- WHAT YOU ARE ASKED TO DO
Print the entries once more, unchanged.

- RECORD SET
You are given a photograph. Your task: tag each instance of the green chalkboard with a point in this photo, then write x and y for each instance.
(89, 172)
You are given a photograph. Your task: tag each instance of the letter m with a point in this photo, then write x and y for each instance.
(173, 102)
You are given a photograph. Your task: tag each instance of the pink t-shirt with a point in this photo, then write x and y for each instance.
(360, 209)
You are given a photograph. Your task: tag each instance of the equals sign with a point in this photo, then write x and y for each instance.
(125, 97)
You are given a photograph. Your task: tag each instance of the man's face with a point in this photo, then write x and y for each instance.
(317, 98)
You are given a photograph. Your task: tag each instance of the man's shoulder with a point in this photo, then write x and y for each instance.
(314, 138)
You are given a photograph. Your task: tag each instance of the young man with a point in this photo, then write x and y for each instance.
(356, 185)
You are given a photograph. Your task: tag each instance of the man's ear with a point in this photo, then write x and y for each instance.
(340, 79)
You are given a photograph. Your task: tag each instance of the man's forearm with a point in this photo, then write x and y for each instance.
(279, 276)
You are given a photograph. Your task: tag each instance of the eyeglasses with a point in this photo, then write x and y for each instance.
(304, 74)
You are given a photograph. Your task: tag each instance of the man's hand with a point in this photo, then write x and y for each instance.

- SOLUTION TO THE PROBLEM
You are given a photograph. Your task: tag each instance of the green chalkboard with a point in this photo, then write x and y for each instance.
(89, 172)
You are given a photograph. Your task: tag each instance of the letter m with a point in this photo, then write x and y for each instance.
(173, 102)
You are given a photograph. Your task: tag each instance of the pink t-shirt with a point in this photo, then write x and y for each instance.
(360, 209)
You are given a photograph. Your task: tag each instance of the equals sign with a point in this photo, then write x and y for each instance.
(125, 97)
You are given a photograph. Your task: tag each instance of the man's face with a point in this photo, then write x and y for each instance.
(317, 98)
You are given a photograph. Your task: tag each instance of the man's shoulder with a point in this photo, then write x and y for each instance.
(314, 138)
You are given a photograph. Your task: tag each instance of the young man with a point in this photo, then write x and y for each instance.
(356, 185)
You are given a photograph. Your task: tag each instance of the man's ear with a point in this photo, then write x and y for each instance.
(340, 79)
You are given a photograph. Your task: tag each instance of the man's forearm with a point in this photo, then write x and y for each instance.
(279, 276)
You are given a photograph. Your task: tag each instance of the eyeglasses with a point in this photo, then write x and y for each instance.
(304, 74)
You are given a photograph. Your task: tag each instance of the man's hand with a point in this photo, then write x and y for each instance.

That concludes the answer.